### Problem requirements:
Go to the line below that has "Target: calm sea water", print it and each line after it exactly, and stop after the line that has "One point per instance, each like (3, 200)."; leave out pictures.

*** Task inputs Section Begins ***

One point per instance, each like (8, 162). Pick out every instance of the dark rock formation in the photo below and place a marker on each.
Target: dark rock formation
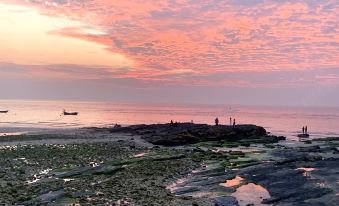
(187, 133)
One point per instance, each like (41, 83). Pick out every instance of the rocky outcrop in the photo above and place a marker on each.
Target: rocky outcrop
(187, 133)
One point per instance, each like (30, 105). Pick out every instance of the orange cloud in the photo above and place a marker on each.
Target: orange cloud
(171, 40)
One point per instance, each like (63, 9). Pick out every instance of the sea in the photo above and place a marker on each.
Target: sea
(28, 116)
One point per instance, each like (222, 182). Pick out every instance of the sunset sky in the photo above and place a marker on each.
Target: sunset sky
(191, 51)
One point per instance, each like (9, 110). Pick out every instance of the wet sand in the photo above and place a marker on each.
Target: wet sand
(97, 166)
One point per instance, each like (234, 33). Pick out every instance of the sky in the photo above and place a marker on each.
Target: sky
(261, 52)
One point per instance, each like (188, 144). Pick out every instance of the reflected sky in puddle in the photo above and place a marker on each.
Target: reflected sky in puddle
(140, 154)
(233, 182)
(3, 134)
(251, 194)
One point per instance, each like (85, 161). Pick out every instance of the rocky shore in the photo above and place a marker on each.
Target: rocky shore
(184, 164)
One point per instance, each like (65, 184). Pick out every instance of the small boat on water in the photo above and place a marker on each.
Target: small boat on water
(70, 113)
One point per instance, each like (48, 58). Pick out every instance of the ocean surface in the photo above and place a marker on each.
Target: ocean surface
(26, 116)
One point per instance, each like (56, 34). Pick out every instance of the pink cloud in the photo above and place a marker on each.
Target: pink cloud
(171, 41)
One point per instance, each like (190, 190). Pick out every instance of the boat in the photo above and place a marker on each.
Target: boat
(70, 113)
(303, 135)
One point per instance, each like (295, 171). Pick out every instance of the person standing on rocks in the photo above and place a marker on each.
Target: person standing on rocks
(216, 121)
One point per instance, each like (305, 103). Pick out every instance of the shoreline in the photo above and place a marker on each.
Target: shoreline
(124, 165)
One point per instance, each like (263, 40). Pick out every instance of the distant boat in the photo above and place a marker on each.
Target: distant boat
(303, 135)
(70, 113)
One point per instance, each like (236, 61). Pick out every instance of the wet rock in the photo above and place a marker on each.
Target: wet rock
(187, 133)
(226, 201)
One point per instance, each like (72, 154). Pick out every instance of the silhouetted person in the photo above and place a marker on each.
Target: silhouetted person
(216, 121)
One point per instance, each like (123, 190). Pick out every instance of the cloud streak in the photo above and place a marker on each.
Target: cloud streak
(196, 42)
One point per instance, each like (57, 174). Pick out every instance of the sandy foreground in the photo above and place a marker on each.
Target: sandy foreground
(101, 166)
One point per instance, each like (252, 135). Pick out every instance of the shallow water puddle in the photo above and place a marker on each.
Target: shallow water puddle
(140, 155)
(233, 182)
(3, 134)
(251, 194)
(175, 185)
(306, 170)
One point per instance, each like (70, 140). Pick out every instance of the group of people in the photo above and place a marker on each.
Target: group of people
(217, 121)
(304, 129)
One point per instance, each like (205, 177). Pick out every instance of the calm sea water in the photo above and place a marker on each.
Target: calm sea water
(288, 121)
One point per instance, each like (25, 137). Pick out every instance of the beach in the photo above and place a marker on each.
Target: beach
(165, 164)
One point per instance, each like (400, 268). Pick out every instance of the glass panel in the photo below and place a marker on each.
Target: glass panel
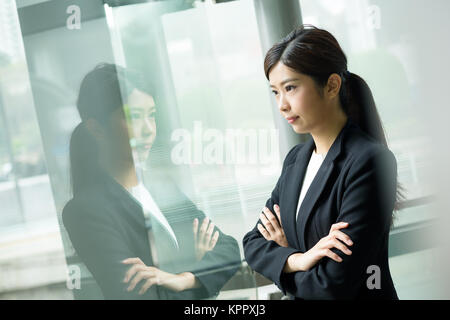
(176, 77)
(386, 43)
(215, 154)
(31, 252)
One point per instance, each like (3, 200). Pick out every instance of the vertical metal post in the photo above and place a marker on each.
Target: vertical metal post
(11, 158)
(275, 20)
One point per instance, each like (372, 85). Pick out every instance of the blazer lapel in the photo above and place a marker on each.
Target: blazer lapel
(317, 185)
(295, 173)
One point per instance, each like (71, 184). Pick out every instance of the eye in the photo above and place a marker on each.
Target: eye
(289, 88)
(135, 116)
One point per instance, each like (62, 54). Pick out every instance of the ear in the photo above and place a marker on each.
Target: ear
(333, 85)
(96, 129)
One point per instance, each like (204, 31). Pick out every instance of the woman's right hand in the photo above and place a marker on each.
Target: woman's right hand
(307, 260)
(203, 237)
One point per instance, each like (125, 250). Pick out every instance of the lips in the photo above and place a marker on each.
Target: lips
(292, 119)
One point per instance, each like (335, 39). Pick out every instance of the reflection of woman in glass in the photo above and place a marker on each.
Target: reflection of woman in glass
(110, 215)
(324, 231)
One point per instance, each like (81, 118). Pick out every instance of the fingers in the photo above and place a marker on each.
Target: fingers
(332, 255)
(339, 225)
(208, 235)
(267, 224)
(141, 275)
(278, 213)
(195, 228)
(264, 232)
(148, 284)
(214, 240)
(339, 245)
(132, 271)
(132, 261)
(271, 217)
(203, 228)
(343, 237)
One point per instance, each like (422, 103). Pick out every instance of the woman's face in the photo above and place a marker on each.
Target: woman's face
(140, 111)
(297, 98)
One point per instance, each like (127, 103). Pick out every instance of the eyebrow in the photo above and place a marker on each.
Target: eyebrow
(285, 81)
(152, 108)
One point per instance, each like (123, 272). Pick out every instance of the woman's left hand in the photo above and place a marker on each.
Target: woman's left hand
(153, 275)
(272, 230)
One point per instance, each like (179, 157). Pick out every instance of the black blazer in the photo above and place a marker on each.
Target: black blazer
(356, 183)
(106, 225)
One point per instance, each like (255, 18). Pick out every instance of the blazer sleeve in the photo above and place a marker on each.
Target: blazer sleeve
(99, 244)
(218, 265)
(267, 257)
(367, 205)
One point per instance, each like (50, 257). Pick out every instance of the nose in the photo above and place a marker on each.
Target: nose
(283, 105)
(147, 128)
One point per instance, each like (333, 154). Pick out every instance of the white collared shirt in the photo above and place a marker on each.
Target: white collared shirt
(150, 208)
(313, 166)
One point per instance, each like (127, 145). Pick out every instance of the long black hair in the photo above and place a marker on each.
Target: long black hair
(315, 52)
(101, 93)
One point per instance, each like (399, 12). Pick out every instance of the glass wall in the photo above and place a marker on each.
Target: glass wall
(389, 44)
(146, 129)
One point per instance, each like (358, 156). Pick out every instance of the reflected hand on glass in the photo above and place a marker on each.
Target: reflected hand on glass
(272, 230)
(204, 239)
(150, 276)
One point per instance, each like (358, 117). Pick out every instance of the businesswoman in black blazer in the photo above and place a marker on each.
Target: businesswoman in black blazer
(324, 231)
(108, 224)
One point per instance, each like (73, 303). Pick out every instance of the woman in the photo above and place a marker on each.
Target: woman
(325, 228)
(113, 216)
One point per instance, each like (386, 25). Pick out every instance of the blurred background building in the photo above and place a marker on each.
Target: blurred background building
(204, 59)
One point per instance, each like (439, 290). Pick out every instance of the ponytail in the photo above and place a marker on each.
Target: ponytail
(359, 105)
(315, 52)
(85, 169)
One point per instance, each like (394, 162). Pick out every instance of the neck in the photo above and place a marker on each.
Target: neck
(325, 135)
(124, 172)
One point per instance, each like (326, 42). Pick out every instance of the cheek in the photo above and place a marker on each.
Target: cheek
(306, 102)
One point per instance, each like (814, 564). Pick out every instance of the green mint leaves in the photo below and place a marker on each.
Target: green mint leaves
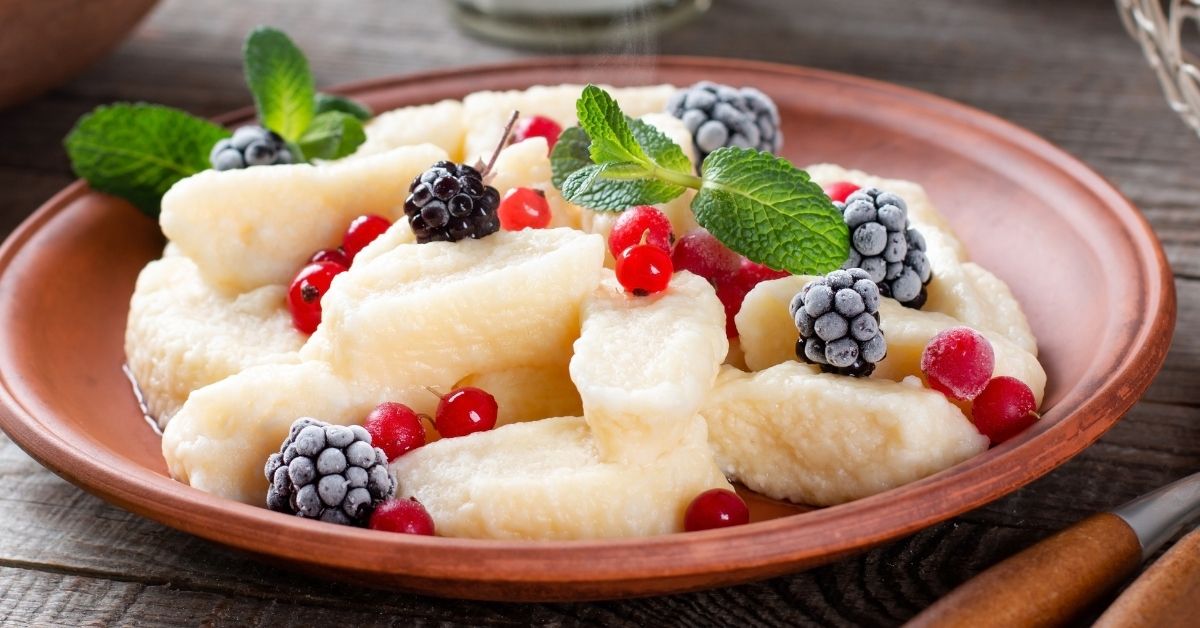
(757, 204)
(766, 209)
(322, 125)
(279, 78)
(138, 151)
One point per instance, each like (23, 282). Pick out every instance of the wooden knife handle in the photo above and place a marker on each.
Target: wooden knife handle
(1167, 594)
(1047, 584)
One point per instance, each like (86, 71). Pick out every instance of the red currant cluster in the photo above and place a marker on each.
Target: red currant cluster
(313, 280)
(959, 363)
(647, 255)
(397, 430)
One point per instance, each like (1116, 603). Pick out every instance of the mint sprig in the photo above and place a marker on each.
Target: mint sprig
(757, 204)
(138, 151)
(279, 79)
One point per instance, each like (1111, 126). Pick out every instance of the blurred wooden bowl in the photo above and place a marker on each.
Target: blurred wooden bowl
(46, 42)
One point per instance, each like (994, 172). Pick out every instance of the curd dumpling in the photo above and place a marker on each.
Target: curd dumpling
(183, 334)
(822, 440)
(258, 226)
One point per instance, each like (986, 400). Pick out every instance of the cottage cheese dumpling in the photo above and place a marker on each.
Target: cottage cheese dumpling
(257, 226)
(221, 437)
(822, 440)
(546, 480)
(183, 334)
(436, 312)
(409, 318)
(439, 124)
(643, 364)
(768, 335)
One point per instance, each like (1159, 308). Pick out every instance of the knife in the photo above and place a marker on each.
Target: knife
(1054, 580)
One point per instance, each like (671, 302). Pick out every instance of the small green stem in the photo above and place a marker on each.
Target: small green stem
(678, 178)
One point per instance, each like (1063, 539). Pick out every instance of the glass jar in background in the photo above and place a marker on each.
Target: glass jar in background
(609, 25)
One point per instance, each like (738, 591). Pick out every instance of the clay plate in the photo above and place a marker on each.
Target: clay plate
(1081, 259)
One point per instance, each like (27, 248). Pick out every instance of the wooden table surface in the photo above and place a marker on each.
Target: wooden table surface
(1065, 70)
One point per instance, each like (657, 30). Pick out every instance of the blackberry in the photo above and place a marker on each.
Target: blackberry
(328, 472)
(720, 115)
(250, 145)
(839, 322)
(450, 202)
(885, 245)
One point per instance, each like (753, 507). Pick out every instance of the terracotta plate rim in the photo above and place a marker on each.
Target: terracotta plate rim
(781, 544)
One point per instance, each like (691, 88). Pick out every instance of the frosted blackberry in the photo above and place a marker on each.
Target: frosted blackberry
(720, 115)
(328, 472)
(839, 322)
(250, 145)
(450, 202)
(885, 245)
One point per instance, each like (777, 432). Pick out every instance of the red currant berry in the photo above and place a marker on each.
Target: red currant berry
(732, 292)
(840, 190)
(307, 288)
(395, 429)
(407, 516)
(1005, 407)
(958, 363)
(753, 273)
(361, 232)
(700, 253)
(715, 508)
(465, 411)
(537, 126)
(336, 256)
(643, 269)
(523, 208)
(637, 222)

*** Task inputs Section Ends ***

### Exercise solution:
Target: calm sea water
(288, 121)
One point per instance, each like (25, 137). Pick out every instance of the beach in the photo above and place a marker on each.
Target: beach
(165, 164)
One point per instance, each like (400, 268). Pick out every instance of the glass panel in the photo below and place a marker on each.
Target: glass panel
(176, 77)
(386, 43)
(215, 154)
(31, 252)
One point per instance, each like (3, 200). Pick out every instance of the vertical metal post in the photo above and place a marker on each.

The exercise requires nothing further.